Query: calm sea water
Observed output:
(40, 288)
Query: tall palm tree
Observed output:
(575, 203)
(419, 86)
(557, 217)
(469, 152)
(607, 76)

■ ■ ■ ■

[Task instructions]
Please lay out every line of the material above as a JSON list of strings, one string per line, with blank lines omitted.

[Solution]
[
  "Query: calm sea water",
  "Observed output:",
  "(40, 288)",
  "Query: tall palm tree",
  "Observed output:",
  "(575, 203)",
  "(419, 86)",
  "(557, 217)",
  "(469, 152)",
  "(607, 76)"
]